Saved entries
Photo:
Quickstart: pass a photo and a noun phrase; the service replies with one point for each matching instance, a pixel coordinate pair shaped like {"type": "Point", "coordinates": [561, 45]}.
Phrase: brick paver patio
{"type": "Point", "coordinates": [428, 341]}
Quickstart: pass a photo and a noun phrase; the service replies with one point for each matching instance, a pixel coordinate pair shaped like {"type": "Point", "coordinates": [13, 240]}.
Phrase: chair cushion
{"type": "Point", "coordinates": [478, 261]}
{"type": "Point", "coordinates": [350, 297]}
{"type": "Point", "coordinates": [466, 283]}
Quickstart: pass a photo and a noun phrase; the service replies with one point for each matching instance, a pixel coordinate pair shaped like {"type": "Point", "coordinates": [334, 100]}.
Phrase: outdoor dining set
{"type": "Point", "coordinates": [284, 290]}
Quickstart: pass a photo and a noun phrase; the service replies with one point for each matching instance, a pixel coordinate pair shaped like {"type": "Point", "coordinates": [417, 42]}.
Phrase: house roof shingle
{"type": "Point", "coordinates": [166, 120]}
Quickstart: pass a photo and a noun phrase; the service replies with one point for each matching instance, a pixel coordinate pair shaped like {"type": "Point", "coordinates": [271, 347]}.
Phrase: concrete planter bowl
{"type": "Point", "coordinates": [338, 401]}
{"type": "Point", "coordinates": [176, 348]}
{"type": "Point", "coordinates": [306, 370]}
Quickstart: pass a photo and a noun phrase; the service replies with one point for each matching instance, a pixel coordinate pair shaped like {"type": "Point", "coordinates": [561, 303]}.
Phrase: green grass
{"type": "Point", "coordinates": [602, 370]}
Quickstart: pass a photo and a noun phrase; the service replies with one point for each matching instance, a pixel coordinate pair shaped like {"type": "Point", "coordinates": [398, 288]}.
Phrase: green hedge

## REQUIRED ACTION
Retype the records above in full, matching each line exactly.

## EXERCISE RESULT
Photo:
Quickstart: pass a photo and a noun phrase; the service replies with one point for each matching instance, a pixel coordinate pair shaped like {"type": "Point", "coordinates": [561, 45]}.
Phrase: brick paver patio
{"type": "Point", "coordinates": [428, 341]}
Quickstart: pass a photo and a noun phrase; the service replies with one point for each matching instance, a pixel coordinate pair shaped like {"type": "Point", "coordinates": [13, 240]}.
Phrase: chair cushion
{"type": "Point", "coordinates": [478, 261]}
{"type": "Point", "coordinates": [350, 297]}
{"type": "Point", "coordinates": [466, 283]}
Quickstart: pass a photo and a noun phrase; the service replies with one point for each matching instance, a pixel coordinate pair shaped like {"type": "Point", "coordinates": [334, 100]}.
Phrase: outdoor dining set
{"type": "Point", "coordinates": [284, 290]}
Quickstart: pass a photo and a noun phrase; the service replies with one point for each matching instance, a pixel coordinate pair shaped like {"type": "Point", "coordinates": [417, 42]}.
Phrase: house roof shingle
{"type": "Point", "coordinates": [166, 120]}
Quickstart: pass a photo and a noun phrase; the service replies with one point for each matching instance, a pixel coordinate pair shaped like {"type": "Point", "coordinates": [271, 347]}.
Phrase: concrete planter bowl
{"type": "Point", "coordinates": [338, 401]}
{"type": "Point", "coordinates": [176, 348]}
{"type": "Point", "coordinates": [306, 370]}
Quickstart: pass a photo and a noun phrase; the service replies with one point for each matching instance, a pixel coordinate pair shaped like {"type": "Point", "coordinates": [561, 303]}.
Phrase: green grass
{"type": "Point", "coordinates": [602, 370]}
Quickstart: pass a photo and a noun phrase; the service replies with one point for each matching instance, a pixel coordinate pair shaped like {"type": "Point", "coordinates": [398, 288]}.
Phrase: green hedge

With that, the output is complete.